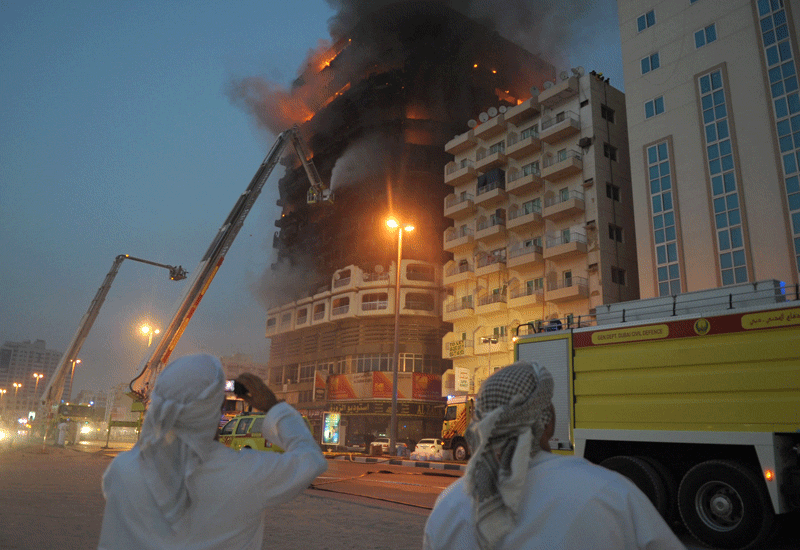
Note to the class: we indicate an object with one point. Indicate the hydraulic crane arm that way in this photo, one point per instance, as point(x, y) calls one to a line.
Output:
point(55, 386)
point(152, 365)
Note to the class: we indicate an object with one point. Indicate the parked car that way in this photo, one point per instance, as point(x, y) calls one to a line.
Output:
point(429, 446)
point(244, 432)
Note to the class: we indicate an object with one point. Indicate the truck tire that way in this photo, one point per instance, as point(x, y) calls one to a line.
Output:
point(725, 505)
point(460, 451)
point(644, 476)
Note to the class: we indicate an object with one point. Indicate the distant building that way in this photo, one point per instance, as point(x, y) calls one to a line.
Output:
point(543, 226)
point(714, 128)
point(19, 361)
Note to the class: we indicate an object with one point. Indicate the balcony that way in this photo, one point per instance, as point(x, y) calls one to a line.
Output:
point(457, 273)
point(522, 218)
point(490, 263)
point(491, 303)
point(556, 208)
point(459, 206)
point(485, 161)
point(522, 112)
point(566, 290)
point(525, 296)
point(455, 241)
point(559, 92)
point(561, 166)
point(460, 309)
point(565, 246)
point(491, 229)
point(461, 143)
point(490, 128)
point(524, 256)
point(458, 173)
point(518, 148)
point(520, 183)
point(560, 127)
point(491, 195)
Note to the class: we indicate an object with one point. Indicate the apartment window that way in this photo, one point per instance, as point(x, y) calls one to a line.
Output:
point(705, 36)
point(654, 107)
point(610, 151)
point(498, 147)
point(646, 21)
point(612, 191)
point(650, 63)
point(607, 113)
point(530, 132)
point(615, 232)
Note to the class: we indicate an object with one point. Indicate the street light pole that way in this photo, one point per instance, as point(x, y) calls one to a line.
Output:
point(394, 224)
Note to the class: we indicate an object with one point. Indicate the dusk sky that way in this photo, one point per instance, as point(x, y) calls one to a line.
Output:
point(118, 138)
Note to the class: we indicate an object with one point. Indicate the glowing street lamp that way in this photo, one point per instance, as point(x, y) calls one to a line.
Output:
point(148, 331)
point(394, 224)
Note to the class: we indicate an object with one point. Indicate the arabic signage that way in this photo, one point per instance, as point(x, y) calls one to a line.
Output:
point(385, 408)
point(378, 385)
point(768, 319)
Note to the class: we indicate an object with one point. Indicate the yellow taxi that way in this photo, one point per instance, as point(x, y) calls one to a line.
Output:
point(244, 432)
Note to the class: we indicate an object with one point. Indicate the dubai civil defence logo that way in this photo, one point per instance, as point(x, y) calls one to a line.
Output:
point(702, 326)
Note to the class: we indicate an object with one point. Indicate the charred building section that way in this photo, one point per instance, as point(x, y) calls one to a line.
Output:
point(386, 100)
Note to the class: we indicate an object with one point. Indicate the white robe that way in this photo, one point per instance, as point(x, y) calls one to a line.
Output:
point(229, 493)
point(568, 503)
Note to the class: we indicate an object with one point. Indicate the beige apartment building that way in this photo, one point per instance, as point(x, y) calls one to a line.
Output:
point(714, 126)
point(542, 216)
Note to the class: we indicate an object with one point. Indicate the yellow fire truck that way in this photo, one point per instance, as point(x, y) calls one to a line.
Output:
point(694, 397)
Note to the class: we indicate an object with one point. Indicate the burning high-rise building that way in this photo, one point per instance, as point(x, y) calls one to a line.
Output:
point(376, 110)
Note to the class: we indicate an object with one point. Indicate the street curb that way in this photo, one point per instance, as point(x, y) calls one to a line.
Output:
point(398, 462)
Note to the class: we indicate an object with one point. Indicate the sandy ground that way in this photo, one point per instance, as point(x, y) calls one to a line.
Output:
point(53, 500)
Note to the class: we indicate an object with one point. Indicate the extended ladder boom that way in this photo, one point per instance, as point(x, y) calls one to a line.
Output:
point(152, 365)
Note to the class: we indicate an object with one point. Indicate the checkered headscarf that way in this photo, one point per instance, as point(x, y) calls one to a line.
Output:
point(512, 410)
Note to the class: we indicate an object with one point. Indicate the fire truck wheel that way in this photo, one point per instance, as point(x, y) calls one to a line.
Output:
point(725, 505)
point(460, 452)
point(670, 486)
point(644, 476)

### SET PROBLEM
Copy out only the lines from the line with "Indicate the distant" up to and including the line with "point(19, 361)", shifting every coordinate in the answers by -15.

### COMPLETED EXERCISE
Note to the class: we indicate an object with one point. Indicate the distant building that way in this photo, one point per instance, as point(x, y) calls one to a line.
Output:
point(528, 211)
point(699, 113)
point(4, 346)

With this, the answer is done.